Records from a data collection:
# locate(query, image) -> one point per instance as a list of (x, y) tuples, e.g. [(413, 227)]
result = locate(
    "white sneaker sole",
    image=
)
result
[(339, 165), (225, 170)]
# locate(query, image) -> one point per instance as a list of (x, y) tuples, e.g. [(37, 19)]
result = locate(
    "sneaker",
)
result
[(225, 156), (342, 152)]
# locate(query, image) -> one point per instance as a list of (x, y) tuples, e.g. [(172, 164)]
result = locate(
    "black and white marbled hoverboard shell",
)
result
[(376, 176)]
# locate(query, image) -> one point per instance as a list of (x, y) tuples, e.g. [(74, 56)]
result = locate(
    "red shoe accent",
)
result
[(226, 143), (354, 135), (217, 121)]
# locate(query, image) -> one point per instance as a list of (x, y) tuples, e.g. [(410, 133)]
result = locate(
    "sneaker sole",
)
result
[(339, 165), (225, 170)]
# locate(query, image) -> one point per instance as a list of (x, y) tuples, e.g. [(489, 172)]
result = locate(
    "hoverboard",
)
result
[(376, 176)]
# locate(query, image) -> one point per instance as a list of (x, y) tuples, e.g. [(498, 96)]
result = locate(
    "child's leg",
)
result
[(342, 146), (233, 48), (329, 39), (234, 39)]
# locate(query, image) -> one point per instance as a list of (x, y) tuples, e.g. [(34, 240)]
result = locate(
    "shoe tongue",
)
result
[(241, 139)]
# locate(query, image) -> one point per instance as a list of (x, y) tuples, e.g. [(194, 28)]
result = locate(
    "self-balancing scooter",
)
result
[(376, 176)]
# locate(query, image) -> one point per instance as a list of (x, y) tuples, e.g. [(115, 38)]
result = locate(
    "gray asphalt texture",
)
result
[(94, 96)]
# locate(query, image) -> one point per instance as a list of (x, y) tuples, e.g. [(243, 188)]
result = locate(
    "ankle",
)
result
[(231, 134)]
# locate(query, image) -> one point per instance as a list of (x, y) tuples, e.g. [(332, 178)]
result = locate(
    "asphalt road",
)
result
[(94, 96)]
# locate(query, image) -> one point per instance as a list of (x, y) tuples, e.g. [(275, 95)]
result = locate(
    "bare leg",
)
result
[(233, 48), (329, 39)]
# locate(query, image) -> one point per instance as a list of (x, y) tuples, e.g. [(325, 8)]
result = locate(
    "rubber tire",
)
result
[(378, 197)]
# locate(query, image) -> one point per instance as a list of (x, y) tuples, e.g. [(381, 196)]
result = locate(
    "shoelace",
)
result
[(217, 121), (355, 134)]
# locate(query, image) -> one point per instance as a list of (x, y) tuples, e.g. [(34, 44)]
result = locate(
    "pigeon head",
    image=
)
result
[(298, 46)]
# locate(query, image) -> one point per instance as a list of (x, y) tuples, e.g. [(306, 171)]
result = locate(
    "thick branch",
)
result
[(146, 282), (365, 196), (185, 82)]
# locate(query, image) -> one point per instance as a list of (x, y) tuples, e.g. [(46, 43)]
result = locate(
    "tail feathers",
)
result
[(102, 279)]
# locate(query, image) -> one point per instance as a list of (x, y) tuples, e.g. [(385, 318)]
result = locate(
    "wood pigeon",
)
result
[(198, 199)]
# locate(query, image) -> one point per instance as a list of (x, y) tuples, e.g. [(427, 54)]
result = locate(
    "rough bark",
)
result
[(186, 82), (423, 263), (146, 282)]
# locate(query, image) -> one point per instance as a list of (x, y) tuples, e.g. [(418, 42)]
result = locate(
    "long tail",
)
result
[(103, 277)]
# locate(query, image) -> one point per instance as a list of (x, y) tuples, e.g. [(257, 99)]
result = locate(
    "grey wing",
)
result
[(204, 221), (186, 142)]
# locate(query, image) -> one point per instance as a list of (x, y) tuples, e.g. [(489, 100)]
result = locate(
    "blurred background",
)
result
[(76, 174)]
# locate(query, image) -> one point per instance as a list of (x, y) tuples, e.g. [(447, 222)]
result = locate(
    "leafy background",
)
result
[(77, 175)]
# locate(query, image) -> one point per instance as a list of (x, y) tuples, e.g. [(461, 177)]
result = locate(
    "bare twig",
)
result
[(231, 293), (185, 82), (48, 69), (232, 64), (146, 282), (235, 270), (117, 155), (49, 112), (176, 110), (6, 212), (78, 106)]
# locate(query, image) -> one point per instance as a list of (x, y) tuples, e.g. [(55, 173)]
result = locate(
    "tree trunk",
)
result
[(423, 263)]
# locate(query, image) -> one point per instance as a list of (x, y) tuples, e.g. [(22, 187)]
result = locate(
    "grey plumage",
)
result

- WORK ITEM:
The answer must consist of every line above that contains the word "background".

- ANSWER SPACE:
    "blurred background",
    "leafy background",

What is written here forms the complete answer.